-- START Provided data --

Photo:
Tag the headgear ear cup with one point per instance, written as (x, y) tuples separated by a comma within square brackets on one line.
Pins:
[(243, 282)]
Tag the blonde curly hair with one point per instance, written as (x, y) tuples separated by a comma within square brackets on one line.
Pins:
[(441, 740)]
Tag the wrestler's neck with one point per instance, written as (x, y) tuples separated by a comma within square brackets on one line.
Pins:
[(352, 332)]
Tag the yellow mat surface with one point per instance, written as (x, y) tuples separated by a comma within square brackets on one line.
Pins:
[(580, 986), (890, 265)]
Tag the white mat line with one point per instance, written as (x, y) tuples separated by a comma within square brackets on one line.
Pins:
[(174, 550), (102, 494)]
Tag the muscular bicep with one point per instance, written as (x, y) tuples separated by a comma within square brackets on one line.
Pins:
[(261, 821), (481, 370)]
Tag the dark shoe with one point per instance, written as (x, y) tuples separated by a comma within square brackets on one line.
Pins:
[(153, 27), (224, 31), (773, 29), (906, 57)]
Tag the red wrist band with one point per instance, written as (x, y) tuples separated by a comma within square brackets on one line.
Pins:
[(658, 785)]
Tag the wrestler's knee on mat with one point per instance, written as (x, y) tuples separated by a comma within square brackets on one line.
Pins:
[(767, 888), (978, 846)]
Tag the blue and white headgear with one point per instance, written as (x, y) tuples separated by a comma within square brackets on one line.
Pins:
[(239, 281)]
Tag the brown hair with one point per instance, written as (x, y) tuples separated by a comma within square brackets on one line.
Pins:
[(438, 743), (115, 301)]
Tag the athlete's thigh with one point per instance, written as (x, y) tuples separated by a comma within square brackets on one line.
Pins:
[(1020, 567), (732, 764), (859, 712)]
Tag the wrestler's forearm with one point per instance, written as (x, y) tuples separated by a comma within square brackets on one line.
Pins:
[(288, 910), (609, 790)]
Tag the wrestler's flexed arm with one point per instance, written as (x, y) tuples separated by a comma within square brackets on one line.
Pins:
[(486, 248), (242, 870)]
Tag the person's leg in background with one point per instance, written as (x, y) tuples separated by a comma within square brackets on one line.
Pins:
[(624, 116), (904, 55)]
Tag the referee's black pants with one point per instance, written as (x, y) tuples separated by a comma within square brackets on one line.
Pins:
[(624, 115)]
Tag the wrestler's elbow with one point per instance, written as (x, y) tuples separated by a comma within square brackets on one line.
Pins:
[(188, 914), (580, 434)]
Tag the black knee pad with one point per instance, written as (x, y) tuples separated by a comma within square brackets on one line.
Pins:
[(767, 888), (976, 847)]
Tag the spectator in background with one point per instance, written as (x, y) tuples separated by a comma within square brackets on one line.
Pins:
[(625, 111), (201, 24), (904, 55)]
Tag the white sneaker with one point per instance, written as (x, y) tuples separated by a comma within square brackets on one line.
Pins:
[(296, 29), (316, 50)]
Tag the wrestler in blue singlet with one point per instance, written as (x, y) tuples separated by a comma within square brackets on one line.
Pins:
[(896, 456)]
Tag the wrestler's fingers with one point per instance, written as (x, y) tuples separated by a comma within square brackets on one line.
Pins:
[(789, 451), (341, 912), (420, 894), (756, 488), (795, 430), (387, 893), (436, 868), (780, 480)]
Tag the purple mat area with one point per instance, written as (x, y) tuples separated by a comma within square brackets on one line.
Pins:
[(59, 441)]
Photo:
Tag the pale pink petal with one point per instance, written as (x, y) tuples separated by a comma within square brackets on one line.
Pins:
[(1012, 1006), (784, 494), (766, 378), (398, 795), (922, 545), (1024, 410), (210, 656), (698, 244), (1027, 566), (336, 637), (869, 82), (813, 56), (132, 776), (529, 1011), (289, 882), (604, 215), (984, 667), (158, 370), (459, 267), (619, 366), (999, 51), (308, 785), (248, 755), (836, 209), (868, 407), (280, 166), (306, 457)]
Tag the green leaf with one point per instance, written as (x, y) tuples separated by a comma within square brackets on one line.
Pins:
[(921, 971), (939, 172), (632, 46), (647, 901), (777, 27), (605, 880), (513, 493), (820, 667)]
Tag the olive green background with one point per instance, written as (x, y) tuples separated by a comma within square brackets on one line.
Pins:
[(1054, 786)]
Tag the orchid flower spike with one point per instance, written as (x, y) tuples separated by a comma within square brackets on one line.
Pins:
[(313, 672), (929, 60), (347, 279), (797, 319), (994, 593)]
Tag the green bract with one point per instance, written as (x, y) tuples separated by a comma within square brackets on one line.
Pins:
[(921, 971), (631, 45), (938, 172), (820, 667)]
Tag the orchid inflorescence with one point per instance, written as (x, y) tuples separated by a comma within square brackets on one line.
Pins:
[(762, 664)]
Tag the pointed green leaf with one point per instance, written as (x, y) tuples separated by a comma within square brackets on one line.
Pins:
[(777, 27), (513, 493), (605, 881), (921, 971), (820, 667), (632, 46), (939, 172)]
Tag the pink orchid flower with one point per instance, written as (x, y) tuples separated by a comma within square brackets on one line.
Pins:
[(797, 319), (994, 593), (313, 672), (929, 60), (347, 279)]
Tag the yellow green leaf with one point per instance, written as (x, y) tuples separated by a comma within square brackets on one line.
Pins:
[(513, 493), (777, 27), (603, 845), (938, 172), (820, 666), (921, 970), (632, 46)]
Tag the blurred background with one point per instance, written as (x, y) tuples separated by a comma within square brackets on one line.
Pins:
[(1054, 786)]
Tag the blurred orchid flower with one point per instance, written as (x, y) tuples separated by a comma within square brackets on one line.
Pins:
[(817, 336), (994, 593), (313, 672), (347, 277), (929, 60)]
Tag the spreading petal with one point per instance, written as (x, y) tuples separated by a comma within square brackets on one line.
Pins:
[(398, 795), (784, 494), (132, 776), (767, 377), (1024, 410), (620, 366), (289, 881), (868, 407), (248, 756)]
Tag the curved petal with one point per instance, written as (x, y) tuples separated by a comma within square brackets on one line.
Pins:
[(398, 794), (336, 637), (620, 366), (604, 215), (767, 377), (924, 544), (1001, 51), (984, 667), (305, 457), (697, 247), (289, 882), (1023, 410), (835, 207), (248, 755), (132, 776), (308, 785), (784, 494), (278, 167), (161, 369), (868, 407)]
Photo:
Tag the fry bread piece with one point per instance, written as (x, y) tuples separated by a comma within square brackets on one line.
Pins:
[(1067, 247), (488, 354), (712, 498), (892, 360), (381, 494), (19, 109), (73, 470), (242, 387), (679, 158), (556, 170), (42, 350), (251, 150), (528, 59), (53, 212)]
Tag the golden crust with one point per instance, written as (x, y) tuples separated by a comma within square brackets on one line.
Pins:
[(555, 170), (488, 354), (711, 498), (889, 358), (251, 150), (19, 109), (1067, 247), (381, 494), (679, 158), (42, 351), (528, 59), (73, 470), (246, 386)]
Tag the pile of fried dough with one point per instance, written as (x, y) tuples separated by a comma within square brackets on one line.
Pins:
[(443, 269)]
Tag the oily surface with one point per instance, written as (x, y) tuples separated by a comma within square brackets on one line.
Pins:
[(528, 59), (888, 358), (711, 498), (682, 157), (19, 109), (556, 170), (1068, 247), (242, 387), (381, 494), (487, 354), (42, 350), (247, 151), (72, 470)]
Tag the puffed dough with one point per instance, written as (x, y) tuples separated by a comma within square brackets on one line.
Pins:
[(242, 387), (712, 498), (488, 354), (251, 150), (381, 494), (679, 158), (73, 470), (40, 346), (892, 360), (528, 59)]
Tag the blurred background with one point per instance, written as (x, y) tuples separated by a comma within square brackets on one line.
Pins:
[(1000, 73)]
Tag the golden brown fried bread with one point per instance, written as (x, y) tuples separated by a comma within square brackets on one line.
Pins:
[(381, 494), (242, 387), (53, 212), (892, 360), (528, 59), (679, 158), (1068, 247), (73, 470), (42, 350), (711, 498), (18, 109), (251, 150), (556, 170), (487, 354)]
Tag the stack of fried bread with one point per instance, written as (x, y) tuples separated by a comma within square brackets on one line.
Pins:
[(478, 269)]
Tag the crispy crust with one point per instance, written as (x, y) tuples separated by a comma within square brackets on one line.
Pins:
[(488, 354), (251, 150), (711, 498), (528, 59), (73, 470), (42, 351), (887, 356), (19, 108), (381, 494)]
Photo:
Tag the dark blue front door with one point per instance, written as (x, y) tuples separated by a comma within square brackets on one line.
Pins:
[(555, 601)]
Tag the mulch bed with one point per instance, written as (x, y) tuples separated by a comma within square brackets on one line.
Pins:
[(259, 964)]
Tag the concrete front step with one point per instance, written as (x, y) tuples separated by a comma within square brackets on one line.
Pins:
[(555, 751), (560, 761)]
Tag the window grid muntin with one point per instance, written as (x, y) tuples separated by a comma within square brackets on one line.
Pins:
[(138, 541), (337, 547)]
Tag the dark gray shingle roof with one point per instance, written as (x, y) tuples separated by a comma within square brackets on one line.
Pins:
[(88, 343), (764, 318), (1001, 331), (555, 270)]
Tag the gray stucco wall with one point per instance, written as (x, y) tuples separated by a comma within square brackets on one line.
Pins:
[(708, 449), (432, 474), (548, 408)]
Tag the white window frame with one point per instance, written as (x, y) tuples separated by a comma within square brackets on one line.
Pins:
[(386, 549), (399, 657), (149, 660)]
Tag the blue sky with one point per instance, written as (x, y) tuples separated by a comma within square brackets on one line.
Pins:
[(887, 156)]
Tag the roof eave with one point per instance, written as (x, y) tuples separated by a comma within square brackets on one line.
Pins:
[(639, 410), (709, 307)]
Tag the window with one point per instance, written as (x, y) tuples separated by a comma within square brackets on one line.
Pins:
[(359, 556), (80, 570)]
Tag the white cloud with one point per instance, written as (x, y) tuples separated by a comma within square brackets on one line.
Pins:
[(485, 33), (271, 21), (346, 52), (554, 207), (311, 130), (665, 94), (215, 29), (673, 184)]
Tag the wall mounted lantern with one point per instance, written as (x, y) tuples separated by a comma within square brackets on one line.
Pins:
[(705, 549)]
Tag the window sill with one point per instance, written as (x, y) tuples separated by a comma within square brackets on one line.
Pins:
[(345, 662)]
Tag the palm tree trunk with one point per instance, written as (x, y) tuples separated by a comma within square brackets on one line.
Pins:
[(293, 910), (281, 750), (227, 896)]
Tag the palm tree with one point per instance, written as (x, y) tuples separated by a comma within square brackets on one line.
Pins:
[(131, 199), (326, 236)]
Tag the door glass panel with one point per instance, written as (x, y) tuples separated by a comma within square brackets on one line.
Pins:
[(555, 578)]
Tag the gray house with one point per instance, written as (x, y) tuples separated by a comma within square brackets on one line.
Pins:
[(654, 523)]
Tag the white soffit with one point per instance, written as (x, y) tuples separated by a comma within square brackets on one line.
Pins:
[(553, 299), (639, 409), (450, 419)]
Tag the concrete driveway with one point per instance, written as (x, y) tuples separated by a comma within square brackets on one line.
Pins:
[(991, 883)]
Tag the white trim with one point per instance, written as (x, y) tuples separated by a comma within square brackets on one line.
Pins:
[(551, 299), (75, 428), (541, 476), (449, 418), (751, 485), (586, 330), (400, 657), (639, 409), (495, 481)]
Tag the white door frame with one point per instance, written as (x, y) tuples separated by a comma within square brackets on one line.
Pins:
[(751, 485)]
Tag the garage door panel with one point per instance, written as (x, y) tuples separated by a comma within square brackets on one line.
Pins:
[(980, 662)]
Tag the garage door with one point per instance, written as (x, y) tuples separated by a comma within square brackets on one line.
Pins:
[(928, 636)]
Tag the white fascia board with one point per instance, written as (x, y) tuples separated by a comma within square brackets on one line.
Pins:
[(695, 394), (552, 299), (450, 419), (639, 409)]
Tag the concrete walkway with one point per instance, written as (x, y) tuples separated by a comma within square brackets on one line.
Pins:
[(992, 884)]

-- END Provided data --

▶ _Aim of the task_: Repeat the records word for word, everything from the very start down to and including the line that contains "[(580, 986), (890, 265)]".

▶ _Solution for this exercise_:
Photo:
Tag the headgear ear cup with one point per instance, written as (x, y) tuples separated by a comma within square brackets on one line.
Pins:
[(243, 282)]
Tag the blonde curly hair with one point per instance, written as (x, y) tuples separated by a comma within square brackets on one line.
Pins:
[(441, 740)]
Tag the wrestler's neck with one point per instance, written as (x, y) tuples separated by a comma within square brackets on one line.
Pins:
[(352, 332)]
Tag the yellow mat surface with one point per instance, written as (x, y) tuples separated by a comma within square brackets on one line.
Pins:
[(580, 986), (890, 265)]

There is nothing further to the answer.